- Short problem
Convert every line of the data below into a JSON list of strings, one string per line, leaving out any blank lines.

* Start Raw data *

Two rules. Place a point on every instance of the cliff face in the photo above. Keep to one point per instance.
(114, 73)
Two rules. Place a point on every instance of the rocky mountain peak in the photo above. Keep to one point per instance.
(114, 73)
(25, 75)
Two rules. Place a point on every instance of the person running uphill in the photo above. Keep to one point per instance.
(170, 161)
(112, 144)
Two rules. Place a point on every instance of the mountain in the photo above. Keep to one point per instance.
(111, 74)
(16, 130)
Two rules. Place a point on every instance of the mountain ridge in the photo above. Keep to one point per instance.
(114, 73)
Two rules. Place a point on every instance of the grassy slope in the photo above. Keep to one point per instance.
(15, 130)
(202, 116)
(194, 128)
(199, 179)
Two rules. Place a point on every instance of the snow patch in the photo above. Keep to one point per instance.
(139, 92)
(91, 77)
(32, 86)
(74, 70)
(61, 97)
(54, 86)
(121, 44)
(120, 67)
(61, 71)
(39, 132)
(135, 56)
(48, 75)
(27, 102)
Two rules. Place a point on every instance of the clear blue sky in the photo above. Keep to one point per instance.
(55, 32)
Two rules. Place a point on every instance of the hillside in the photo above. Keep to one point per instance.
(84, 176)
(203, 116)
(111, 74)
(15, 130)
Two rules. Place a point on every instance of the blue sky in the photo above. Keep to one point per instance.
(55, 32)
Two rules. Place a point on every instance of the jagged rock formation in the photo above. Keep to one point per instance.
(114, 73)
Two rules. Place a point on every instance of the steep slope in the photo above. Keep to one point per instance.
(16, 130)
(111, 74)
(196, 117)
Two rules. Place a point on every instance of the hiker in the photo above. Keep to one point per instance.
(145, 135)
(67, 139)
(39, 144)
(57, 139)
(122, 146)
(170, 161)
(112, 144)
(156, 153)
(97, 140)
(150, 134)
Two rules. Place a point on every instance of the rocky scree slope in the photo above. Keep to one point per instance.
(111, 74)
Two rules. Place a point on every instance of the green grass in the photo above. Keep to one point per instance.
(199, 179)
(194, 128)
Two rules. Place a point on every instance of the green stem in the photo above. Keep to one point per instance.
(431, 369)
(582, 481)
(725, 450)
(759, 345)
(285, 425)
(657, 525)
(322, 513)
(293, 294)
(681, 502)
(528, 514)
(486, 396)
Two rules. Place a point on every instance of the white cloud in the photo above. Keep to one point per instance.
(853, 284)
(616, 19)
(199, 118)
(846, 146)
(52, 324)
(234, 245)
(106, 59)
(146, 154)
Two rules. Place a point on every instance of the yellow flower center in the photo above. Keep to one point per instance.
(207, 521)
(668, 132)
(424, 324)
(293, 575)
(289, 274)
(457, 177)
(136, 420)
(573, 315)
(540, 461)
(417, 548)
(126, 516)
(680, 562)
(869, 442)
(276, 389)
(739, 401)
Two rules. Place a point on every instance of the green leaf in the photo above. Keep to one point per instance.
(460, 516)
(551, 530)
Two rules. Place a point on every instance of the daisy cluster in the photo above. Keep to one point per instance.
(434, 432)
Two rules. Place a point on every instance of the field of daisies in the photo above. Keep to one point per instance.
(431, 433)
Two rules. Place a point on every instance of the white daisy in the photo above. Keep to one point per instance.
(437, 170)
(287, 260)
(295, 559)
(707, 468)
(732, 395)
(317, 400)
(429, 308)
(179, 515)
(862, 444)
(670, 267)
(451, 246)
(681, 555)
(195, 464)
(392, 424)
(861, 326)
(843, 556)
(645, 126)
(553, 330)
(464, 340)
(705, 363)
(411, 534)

* End Raw data *

- Task result
[
  "Two rules. Place a point on every instance of the cliff face in the photo above. Keep to one point per instance.",
  "(114, 73)",
  "Two rules. Place a point on every instance of the rocky mountain peak in the photo above. Keep to one point per instance.",
  "(114, 73)",
  "(25, 75)",
  "Two rules. Place a point on every instance of the person running uphill in the photo above. Keep to one point per instance.",
  "(170, 161)",
  "(112, 144)",
  "Two rules. Place a point on every instance of the mountain in the photo above. Keep to one point per instance.",
  "(111, 74)",
  "(16, 130)",
  "Two rules. Place a point on every instance of the mountain ridge in the photo above. Keep to one point per instance.",
  "(114, 73)",
  "Two rules. Place a point on every instance of the grassy slope in the photo above. Keep to one point per instance.",
  "(15, 130)",
  "(202, 116)",
  "(194, 128)",
  "(199, 179)",
  "Two rules. Place a point on every instance of the snow patch in the photo above. Keep to one point per instance.",
  "(139, 92)",
  "(91, 77)",
  "(32, 86)",
  "(74, 70)",
  "(61, 97)",
  "(54, 86)",
  "(121, 44)",
  "(120, 67)",
  "(61, 71)",
  "(39, 132)",
  "(135, 56)",
  "(48, 75)",
  "(27, 102)",
  "Two rules. Place a point on every instance of the clear blue sky in the photo above. Keep to one point per instance.",
  "(55, 32)",
  "Two rules. Place a point on every instance of the hillside in the photo above. Keep to one point per instance.",
  "(84, 176)",
  "(203, 116)",
  "(111, 74)",
  "(15, 130)",
  "Two rules. Place a point on every instance of the blue sky in the photo above. Keep to one point per instance.",
  "(55, 32)",
  "Two rules. Place a point on every instance of the jagged rock formation in the photo above. Keep to one point per instance.",
  "(114, 73)",
  "Two rules. Place a point on every instance of the steep slope in the photo above. Keep to one point per instance.",
  "(16, 130)",
  "(111, 74)",
  "(196, 117)",
  "Two rules. Place a point on every instance of the hiker in the photo above. Keep to one point per instance.",
  "(145, 135)",
  "(67, 139)",
  "(39, 144)",
  "(57, 139)",
  "(122, 146)",
  "(170, 161)",
  "(112, 144)",
  "(156, 153)",
  "(97, 140)",
  "(150, 134)",
  "Two rules. Place a point on every instance of the rocky scree slope in the photo above. Keep to one point per instance.",
  "(111, 74)",
  "Two rules. Place a point on every instance of the green grass in the photo above. Keep to one point per instance.",
  "(199, 179)",
  "(194, 128)",
  "Two rules. Place a point on every instance of the green stem in the photo above. Keep to one point per instance.",
  "(431, 369)",
  "(582, 481)",
  "(725, 450)",
  "(759, 345)",
  "(285, 425)",
  "(657, 525)",
  "(322, 513)",
  "(293, 294)",
  "(681, 502)",
  "(528, 514)",
  "(486, 396)",
  "Two rules. Place a point on every instance of the white cloud in the photo above. Keep to one point per instance.",
  "(853, 284)",
  "(616, 19)",
  "(199, 118)",
  "(846, 146)",
  "(52, 324)",
  "(234, 245)",
  "(106, 59)",
  "(146, 154)",
  "Two rules. Place a point on every instance of the yellow flower center in the photo above. Keep to one point per instance.",
  "(207, 521)",
  "(668, 132)",
  "(424, 324)",
  "(293, 575)",
  "(289, 274)",
  "(457, 177)",
  "(136, 420)",
  "(573, 315)",
  "(540, 461)",
  "(417, 548)",
  "(126, 516)",
  "(680, 562)",
  "(869, 442)",
  "(276, 389)",
  "(739, 401)",
  "Two rules. Place a point on every instance of the green leaf in the photo above. Keep to one point per instance.",
  "(460, 516)",
  "(551, 530)",
  "Two rules. Place a point on every instance of the daisy cluster in the photo above. Keep to one point per instance.",
  "(434, 432)",
  "Two rules. Place a point on every instance of the field of daisies in the photo above. Keep to one point per instance.",
  "(431, 433)",
  "Two rules. Place a point on every instance of the white daisy in the photo above. Keep to one point per instance.",
  "(437, 170)",
  "(287, 260)",
  "(295, 559)",
  "(707, 468)",
  "(732, 395)",
  "(317, 400)",
  "(429, 308)",
  "(179, 515)",
  "(862, 444)",
  "(670, 267)",
  "(451, 246)",
  "(681, 555)",
  "(195, 464)",
  "(392, 424)",
  "(861, 326)",
  "(843, 556)",
  "(645, 126)",
  "(553, 330)",
  "(464, 340)",
  "(705, 363)",
  "(411, 534)"
]